AIM OF THE TASK: From the listing below, set down exactly the lines between the one holding "of the shelf" and the one holding "door hinge, place", inclusive. No other line is wanted.

SUPPLIED ENTRIES:
* * * * * * *

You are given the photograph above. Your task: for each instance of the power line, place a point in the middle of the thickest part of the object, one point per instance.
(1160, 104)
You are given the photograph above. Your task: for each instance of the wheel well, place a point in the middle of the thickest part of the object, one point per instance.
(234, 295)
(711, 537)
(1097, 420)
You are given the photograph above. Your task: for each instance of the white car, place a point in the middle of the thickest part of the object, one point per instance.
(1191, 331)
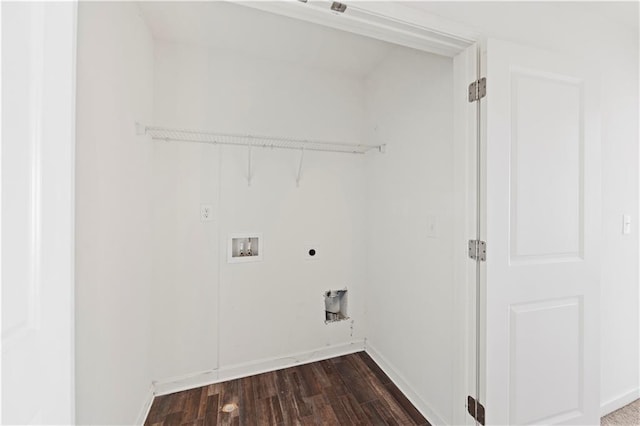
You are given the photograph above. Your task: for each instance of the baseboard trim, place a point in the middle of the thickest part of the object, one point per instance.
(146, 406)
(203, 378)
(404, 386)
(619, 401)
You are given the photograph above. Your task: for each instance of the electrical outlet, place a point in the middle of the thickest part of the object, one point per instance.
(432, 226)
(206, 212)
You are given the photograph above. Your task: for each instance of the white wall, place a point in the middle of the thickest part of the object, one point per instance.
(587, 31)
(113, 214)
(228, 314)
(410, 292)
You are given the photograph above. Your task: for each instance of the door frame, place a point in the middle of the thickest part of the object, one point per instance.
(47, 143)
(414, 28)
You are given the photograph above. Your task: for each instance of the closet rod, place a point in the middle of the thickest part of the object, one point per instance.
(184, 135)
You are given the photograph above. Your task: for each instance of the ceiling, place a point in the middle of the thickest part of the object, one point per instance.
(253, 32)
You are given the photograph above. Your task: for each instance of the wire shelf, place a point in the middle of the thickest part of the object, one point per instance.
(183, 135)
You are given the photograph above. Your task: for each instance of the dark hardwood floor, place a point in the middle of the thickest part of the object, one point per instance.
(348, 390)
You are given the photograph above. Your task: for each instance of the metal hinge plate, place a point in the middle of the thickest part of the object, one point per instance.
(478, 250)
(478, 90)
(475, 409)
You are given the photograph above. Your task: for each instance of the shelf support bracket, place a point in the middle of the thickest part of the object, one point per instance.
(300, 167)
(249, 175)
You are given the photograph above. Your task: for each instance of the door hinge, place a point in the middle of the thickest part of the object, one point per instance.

* * * * * * *

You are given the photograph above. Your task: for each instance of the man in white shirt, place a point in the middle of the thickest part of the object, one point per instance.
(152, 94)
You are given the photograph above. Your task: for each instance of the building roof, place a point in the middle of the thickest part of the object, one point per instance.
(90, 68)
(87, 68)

* * * * * * *

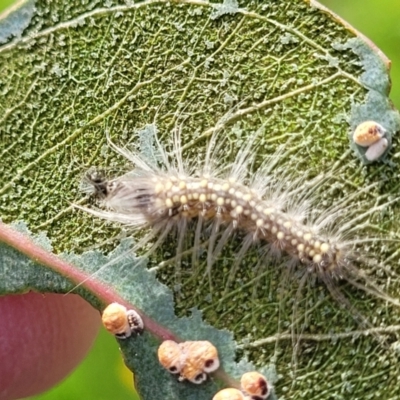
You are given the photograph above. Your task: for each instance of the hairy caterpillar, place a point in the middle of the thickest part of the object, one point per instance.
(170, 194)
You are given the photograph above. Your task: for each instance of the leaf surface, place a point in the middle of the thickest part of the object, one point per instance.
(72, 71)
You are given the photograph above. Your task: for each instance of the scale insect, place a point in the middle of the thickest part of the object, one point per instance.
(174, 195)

* * * * * * *

TASK OUTPUT:
You are given the photograph above. Your task: for each instance of the shelf support bracket, place a point in the middle of the thickest part of the object, one point per instance.
(300, 167)
(249, 175)
You are given the photograph above. Your task: for each instance of the door hinge, place a point in the middle of the thickest part of the object, one point per instance.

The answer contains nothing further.